- **Short problem a**: Copy the listing verbatim, from the line containing "Per instance of the seat" through the final line of the listing.

- **Selected text**:
Read HDF5 file into numpy array

Question

I have the following code to read a hdf5 file as a numpy array:

hf = h5py.File('path/to/file', 'r')
n1 = hf.get('dataset_name')
n2 = np.array(n1)

and when I print n2 I get this:

Out[15]:
array([[<HDF5 object reference>, <HDF5 object reference>,
        <HDF5 object reference>, <HDF5 object reference>...

How can I read the HDF5 object reference to view the data stored in it?

score 18 · Answer 1 · edited Jul 28 '20 at 09:44

The easiest thing is to use the .value attribute of the HDF5 dataset.

>>> hf = h5py.File('/path/to/file', 'r')
>>> data = hf.get('dataset_name').value # `data` is now an ndarray.

You can also slice the dataset, which produces an actual ndarray with the requested data:

>>> hf['dataset_name'][:10] # produces ndarray as well

But keep in mind that in many ways the h5py dataset acts like an ndarray. So you can pass the dataset itself unchanged to most, if not all, NumPy functions. So, for example, this works just fine: np.mean(hf.get('dataset_name')).

EDIT:

I misunderstood the question originally. The problem isn't loading the numerical data, it's that the dataset actually contains HDF5 references. This is a strange setup, and it's kind of awkward to read in h5py. You need to dereference each reference in the dataset. I'll show it for just one of them.

First, let's create a file and a temporary dataset:

>>> f = h5py.File('tmp.h5', 'w')
>>> ds = f.create_dataset('data', data=np.zeros(10,))

Next, create a reference to it and store a few of them in a dataset.

>>> ref_dtype = h5py.special_dtype(ref=h5py.Reference)
>>> ref_ds = f.create_dataset('data_refs', data=(ds.ref, ds.ref), dtype=ref_dtype)

Then you can read one of these back, in a circuitous way, by getting its name ,and then reading from that actual dataset that is referenced.

>>> name = h5py.h5r.get_name(ref_ds[0], f.id) # 2nd argument is the file identifier
>>> print(name)
b'/data'
>>> out = f[name]
>>> print(out.shape)
(10,)

It's round-about, but it seems to work. The TL;DR is: get the name of the referenced dataset, and read directly from that.

Note:

The h5py.h5r.dereference function seems pretty unhelpful here, despite the name. It returns the ID of the referenced object. This can be read from directly, but it's very easy to cause a crash in this case (I did it several times in this contrived example here). Getting the name and reading from that is much easier.

Note 2:

As stated in the release notes for h5py 2.1, the use of Dataset.value property is deprecated and should be replaced by using mydataset[...] or mydataset[()] as appropriate.

- **Short problem b**:
Answer briefly from the thread on reading HDF5 files into NumPy arrays:
(i) Which attribute of the HDF5 dataset does the answer first call the easiest thing to use?
(ii) What does print(name) output in the dereferencing example?
(iii) Which h5py version's release notes state that Dataset.value is deprecated?

- **Data provided**:
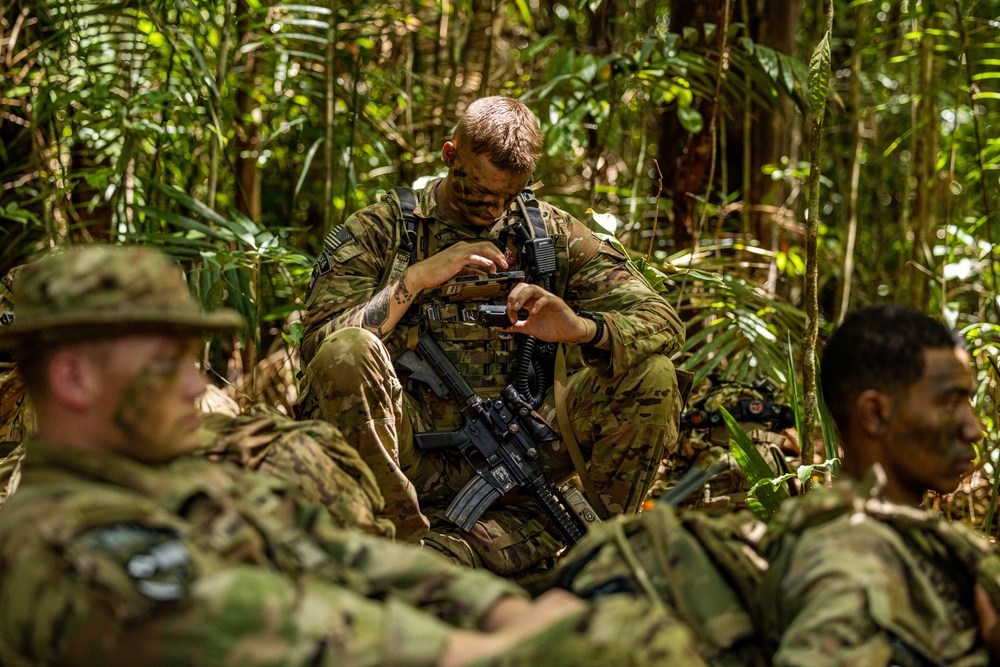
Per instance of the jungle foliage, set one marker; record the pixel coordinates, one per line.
(234, 134)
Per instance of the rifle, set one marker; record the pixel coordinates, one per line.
(499, 438)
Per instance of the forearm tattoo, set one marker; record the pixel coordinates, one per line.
(376, 315)
(377, 312)
(400, 293)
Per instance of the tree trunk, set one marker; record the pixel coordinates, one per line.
(248, 134)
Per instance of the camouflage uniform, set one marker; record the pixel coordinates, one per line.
(624, 404)
(858, 580)
(107, 560)
(311, 456)
(705, 441)
(704, 568)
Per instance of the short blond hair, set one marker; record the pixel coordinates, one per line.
(505, 131)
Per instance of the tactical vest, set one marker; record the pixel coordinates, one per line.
(486, 357)
(959, 555)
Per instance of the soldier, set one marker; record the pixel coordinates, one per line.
(859, 575)
(704, 444)
(117, 549)
(388, 273)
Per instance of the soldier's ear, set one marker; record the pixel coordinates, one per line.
(873, 409)
(449, 153)
(72, 379)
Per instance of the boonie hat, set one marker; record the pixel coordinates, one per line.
(93, 291)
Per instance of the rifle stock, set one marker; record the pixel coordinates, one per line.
(500, 439)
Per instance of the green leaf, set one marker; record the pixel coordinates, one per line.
(819, 76)
(690, 119)
(753, 465)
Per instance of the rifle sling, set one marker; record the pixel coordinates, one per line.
(566, 430)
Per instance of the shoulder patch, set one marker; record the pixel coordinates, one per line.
(155, 559)
(336, 238)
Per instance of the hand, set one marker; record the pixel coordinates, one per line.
(989, 620)
(445, 265)
(549, 317)
(509, 623)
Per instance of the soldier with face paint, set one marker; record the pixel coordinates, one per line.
(859, 574)
(119, 550)
(366, 308)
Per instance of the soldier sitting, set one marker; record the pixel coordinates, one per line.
(118, 550)
(859, 575)
(394, 270)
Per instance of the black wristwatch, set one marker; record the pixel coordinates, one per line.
(599, 321)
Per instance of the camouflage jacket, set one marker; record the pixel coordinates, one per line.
(858, 580)
(311, 456)
(106, 561)
(591, 275)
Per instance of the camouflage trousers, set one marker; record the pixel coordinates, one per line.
(625, 426)
(613, 630)
(702, 568)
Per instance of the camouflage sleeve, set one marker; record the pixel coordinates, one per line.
(132, 593)
(640, 321)
(347, 274)
(843, 599)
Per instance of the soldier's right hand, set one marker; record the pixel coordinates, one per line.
(450, 262)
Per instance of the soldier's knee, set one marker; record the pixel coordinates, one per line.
(349, 356)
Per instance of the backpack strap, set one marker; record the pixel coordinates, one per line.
(406, 235)
(540, 248)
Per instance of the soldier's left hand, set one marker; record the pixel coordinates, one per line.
(549, 317)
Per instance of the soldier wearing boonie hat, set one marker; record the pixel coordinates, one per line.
(98, 291)
(117, 550)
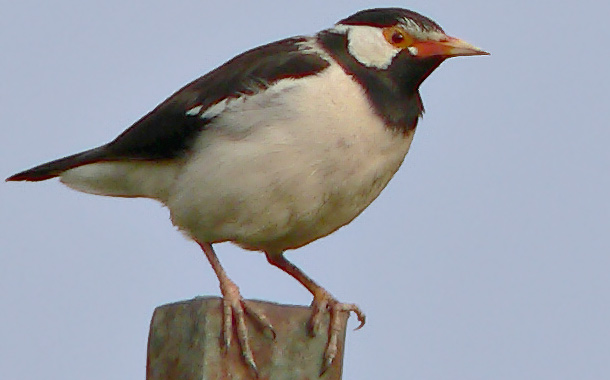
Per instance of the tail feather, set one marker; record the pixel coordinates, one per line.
(55, 168)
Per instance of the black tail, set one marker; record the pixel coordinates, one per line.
(56, 167)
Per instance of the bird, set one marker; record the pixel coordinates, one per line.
(278, 147)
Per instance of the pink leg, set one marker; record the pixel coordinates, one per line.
(235, 307)
(322, 301)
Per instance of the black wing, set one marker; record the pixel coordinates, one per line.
(168, 131)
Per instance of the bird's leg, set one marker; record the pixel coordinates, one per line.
(322, 301)
(235, 308)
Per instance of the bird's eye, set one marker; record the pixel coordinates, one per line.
(397, 37)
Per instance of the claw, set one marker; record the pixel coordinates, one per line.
(235, 309)
(324, 302)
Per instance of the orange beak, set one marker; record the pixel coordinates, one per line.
(447, 48)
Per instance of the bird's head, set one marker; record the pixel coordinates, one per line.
(378, 37)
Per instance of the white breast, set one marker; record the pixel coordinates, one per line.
(284, 167)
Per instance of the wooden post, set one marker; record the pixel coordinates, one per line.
(185, 344)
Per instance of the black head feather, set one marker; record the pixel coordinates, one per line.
(383, 17)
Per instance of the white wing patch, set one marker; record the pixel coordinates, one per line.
(194, 111)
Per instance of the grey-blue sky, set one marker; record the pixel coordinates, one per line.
(486, 257)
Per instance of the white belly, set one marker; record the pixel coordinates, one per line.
(282, 176)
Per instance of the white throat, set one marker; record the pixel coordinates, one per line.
(368, 45)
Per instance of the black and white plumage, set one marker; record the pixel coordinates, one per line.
(278, 147)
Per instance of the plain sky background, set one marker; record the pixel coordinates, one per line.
(487, 256)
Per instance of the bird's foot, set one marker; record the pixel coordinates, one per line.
(323, 302)
(235, 308)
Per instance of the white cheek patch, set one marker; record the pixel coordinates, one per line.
(368, 45)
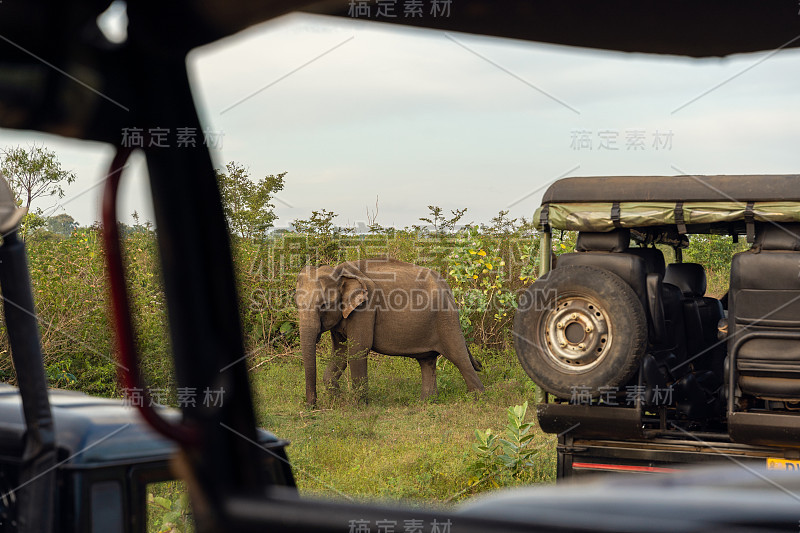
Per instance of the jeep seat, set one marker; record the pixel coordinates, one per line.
(609, 251)
(701, 313)
(641, 268)
(764, 305)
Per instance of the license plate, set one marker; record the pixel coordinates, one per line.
(774, 463)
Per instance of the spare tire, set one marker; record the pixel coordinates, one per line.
(580, 327)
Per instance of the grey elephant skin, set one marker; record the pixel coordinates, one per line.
(385, 306)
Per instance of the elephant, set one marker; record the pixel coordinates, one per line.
(383, 305)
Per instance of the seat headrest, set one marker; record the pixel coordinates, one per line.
(610, 241)
(778, 237)
(690, 278)
(653, 259)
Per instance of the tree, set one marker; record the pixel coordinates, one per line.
(438, 219)
(62, 224)
(246, 202)
(33, 172)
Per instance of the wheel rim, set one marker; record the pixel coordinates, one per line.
(577, 334)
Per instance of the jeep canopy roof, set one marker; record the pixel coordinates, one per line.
(695, 204)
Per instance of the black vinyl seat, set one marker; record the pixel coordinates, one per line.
(609, 251)
(643, 269)
(764, 314)
(701, 313)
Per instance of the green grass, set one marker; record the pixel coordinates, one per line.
(397, 446)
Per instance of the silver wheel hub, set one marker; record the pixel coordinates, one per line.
(577, 334)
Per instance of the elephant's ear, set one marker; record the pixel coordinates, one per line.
(354, 293)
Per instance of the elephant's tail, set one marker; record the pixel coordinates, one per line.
(475, 363)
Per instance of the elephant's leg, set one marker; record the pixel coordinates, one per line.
(428, 367)
(359, 342)
(454, 348)
(357, 357)
(338, 363)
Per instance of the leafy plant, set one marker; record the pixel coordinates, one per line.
(170, 512)
(505, 458)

- **Correct response a**:
Per instance of the seat headrest, set one marker; record the pixel coordinates, one per line.
(610, 241)
(778, 237)
(690, 278)
(653, 259)
Per instance of the tree, set one marker; record the pixel coordinates, one per line.
(438, 219)
(62, 224)
(246, 202)
(33, 172)
Per instance of the wheel rim, set one marker; record the pixel coordinates, one per line.
(577, 334)
Per instance of the jeep canopy roof, set one marker; record the pixel coordinates, one per line.
(695, 204)
Per instance of the black vinyl seat, set one marker; record the pixel coordinates, one per line.
(609, 251)
(643, 269)
(764, 314)
(701, 313)
Per instance of the green grass, set one marker; record the pixel coordinates, one per line.
(397, 446)
Per instance of the silver wheel hub, set one marker; record the pixel coordinates, one per line.
(577, 334)
Per instance of the elephant's ear, set one marker; record the pixel coordinates, one per line.
(354, 293)
Per instance of the elephant's tail, set one marker; record the pixel coordinates, one per line.
(475, 363)
Per instance of the elephant's leg, set one marker; record the pixel coordinates, one per line.
(428, 367)
(359, 342)
(454, 348)
(357, 357)
(338, 363)
Per instance of the leafy plant, set one marker; record the pixel coordinates, one per line.
(170, 512)
(505, 458)

- **Correct response b**:
(i) The .value attribute.
(ii) b'/data'
(iii) h5py 2.1.